Shift the coordinates in the records by adding 60 to each one. Copy every line, starting at the one containing "Look at the photo above. Which pixel sits on the wall-mounted" and ending at the one containing "pixel 209 19", and leave everything else in those lines unchanged.

+--

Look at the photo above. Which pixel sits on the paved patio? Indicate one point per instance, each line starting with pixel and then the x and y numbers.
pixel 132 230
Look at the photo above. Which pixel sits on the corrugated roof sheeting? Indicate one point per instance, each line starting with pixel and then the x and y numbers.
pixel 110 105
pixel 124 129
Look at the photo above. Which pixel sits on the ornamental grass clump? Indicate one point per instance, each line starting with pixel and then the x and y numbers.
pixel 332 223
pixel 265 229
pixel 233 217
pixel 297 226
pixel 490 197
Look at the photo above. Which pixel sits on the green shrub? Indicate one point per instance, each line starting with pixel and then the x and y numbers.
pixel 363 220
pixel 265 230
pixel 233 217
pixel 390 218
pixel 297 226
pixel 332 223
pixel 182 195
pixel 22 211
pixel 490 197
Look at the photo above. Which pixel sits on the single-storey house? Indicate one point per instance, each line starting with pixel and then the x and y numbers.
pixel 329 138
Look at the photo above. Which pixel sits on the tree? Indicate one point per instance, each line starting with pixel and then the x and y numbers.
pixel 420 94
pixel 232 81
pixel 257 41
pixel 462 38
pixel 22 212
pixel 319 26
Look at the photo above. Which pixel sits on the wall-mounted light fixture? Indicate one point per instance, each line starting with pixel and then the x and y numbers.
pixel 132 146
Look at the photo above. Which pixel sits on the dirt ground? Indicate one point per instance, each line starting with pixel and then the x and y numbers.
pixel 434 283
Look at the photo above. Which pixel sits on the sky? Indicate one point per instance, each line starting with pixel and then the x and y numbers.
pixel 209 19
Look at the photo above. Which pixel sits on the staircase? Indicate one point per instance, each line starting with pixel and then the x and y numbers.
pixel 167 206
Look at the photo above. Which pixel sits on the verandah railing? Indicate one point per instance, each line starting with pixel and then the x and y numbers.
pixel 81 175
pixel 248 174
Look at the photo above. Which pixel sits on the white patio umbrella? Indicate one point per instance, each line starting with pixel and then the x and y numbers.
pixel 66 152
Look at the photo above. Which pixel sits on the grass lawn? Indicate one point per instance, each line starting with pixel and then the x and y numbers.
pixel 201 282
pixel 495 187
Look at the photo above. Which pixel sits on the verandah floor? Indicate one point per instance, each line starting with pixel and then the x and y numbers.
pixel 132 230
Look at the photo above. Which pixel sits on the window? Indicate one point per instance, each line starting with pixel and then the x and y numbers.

+--

- **Output for this exercise**:
Look at the photo above. Which pixel sits on the wall-mounted light fixture? Indicate one point per instance, each line starting with pixel and then the x and y numbers.
pixel 192 206
Look at the photo above. Which pixel sits on the dirt ground? Indicate one point per instance, each line starting with pixel and then the x and y numbers.
pixel 494 343
Look at the photo above. Which pixel sits on the sky? Indicate one point per instance, each line starting with pixel and then the x and y numbers.
pixel 269 79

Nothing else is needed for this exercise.